WORK INSTRUCTIONS = Carry on the passage about the alternative account of Tuoba Gui's early life, starting right after its last sentence.

DOCUMENT PASSAGE =

╭──

Alternative version 
However, an alternative version of Tuoba Gui's early life was presented in documents such as the Book of Jin and Book of Song—the official histories of the rival Jin Dynasty (266–420) and Liu Song Dynasty, which obviously had a motive to be biased, and yet presented interesting issues.  Under this version, Tuoba Gui was not Tuoba Shiyijian's grandson, but his son—and was born significantly earlier than the official 371 date, of Tuoba Shiyijian's wife Princess Murong.  When Former Qin attacked in 377, it was Tuoba Gui who restrained his father Tuoba Shiyijian and surrendered.  Fu Jiān, offended at this act of betrayal, exiled Tuoba Gui.  When Murong Chui, his uncle, declared Later Yan in 384, Tuoba Gui joined him, and was later put in charge of his father's tribes through a military campaign waged by Later Yan.  Then, later, in order to avoid having the people know Tuoba Gui's status as a traitor to his father, the official version of his personal history was manufactured.

╰──

EXCERPTED RECORDS =
╭──

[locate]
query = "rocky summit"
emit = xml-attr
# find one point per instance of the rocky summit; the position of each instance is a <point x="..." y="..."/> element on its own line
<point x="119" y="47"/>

╰──

EXERCISE ANSWER =
This version is not well attested but would solve a number of apparent contradictions in early Northern Wei history.  These difficulties apparent in the official version include:

 How Tuoba Gui's father, Tuoba Shi, had a nearly identical name to the perpetrator of the patricide, Tuoba Shijun.  If both names were manufactured by Tuoba Gui's later apologists, then the similarity in name could be explained as lack of creativity.
 How Tuoba Han (), mentioned as Tuoba Shi's younger brother, was also referred to in some official sources as Tuoba Gui's younger brother; as Tuoba Yi (), Tuoba Han's son, played an important role early in Northern Wei history as a key diplomat and general, he would be too old to be possibly Tuoba Gui's nephew if Tuoba Gui were born in 371.  Obviously, if the official history, which stated that Tuoba Yi was Tuoba Gui's cousin, were correct, then there is no problem.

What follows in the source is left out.